━━━ EXERCISE DATA ━━━

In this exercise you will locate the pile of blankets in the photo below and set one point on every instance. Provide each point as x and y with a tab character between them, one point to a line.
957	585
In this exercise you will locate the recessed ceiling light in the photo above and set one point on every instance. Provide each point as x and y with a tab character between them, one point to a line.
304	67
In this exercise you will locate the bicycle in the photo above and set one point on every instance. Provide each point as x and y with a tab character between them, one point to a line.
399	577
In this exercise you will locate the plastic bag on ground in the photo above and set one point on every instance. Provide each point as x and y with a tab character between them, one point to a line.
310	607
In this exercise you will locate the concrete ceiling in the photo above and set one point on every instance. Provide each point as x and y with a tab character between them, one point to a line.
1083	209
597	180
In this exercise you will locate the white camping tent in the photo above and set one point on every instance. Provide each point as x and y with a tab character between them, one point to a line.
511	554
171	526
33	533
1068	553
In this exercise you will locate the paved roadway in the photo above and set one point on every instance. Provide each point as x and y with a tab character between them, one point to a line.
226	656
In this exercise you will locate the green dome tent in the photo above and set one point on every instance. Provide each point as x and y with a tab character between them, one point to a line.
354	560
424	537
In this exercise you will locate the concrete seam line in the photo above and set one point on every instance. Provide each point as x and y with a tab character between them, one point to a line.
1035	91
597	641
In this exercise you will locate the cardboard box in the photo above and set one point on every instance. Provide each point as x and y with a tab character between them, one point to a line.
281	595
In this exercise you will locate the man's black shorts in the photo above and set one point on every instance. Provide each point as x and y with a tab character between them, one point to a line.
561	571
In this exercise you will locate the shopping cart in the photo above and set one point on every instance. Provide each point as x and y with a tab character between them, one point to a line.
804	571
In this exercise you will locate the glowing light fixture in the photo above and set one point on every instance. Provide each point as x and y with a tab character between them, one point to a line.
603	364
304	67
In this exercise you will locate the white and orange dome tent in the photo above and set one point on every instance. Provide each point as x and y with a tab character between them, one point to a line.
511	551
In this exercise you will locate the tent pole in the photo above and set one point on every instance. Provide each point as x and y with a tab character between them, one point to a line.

━━━

[WHAT THIS TASK INVOLVES] Copy each line of the data above without altering a single character.

[SOLUTION TO THIS EXERCISE]
In this exercise you will locate the pile of blankets in the photo below and set one point on every instance. Provide each point as x and y with a tab character between them, one point to a line.
957	585
In this exercise you will locate the recessed ceiling light in the photo above and set one point on every instance. Provide each point as x and y with a tab character between them, one point to a line.
304	67
In this exercise you will locate the bicycle in the photo above and set one point on every instance. Provide each point as x and y with a tab character between them, one point to a line.
399	577
In this exercise you will locate the plastic bag on ground in the photo above and set one point on every instance. Provide each point as x and y with a tab character between them, one point to a line.
310	607
In this exercise you will locate the concrete ceiling in the photo above and set one point on every instance. Provide each point as x and y with a tab character between them, one point to a line.
1083	209
597	180
In this exercise you will locate the white camping tent in the photo above and set one point on every instance. Provide each point as x and y with a tab character between them, one point to a line.
511	554
171	526
33	533
1068	553
In this exercise you will locate the paved roadway in the photo above and set one point on every instance. Provide each point as x and y with a tab character between them, one point to a line.
226	656
In this exercise you will locate the green dome tent in the photo above and set one point on every instance. Provide each point as x and y with a tab character between them, one point to a line.
354	560
424	537
In this exercise you will locate the concrete seam line in the photo above and set one point on every instance. Provide each point as x and y with a tab character between them, one point to a line.
1035	91
597	641
In this exercise you will locate the cardboard box in the photo above and set one point on every instance. Provide each point as x and y with a tab character between them, one point to a line.
281	595
In this exercise you will locate the man's black shorts in the photo above and set one point on every instance. Provide each point as x and y with a tab character between them, one point to a line.
561	571
In this exercise you will locate the shopping cart in the photo above and set one point on every instance. Provide each point as x and y with a tab character between them, one point to a line.
804	571
In this exercise you will locate the glowing light fixture in the photo above and set one point on every instance. Provide each point as x and y with a tab character between them, one point to a line.
603	364
304	67
In this exercise you will locate the white and orange dome tent in the photo above and set one point on every instance. Provide each point as x and y with a tab character between them, one point to a line.
511	551
In this exercise you will locate the tent pole in the photo above and set one point on every instance. Provide each point as x and y with a tab character between them, one point to a line.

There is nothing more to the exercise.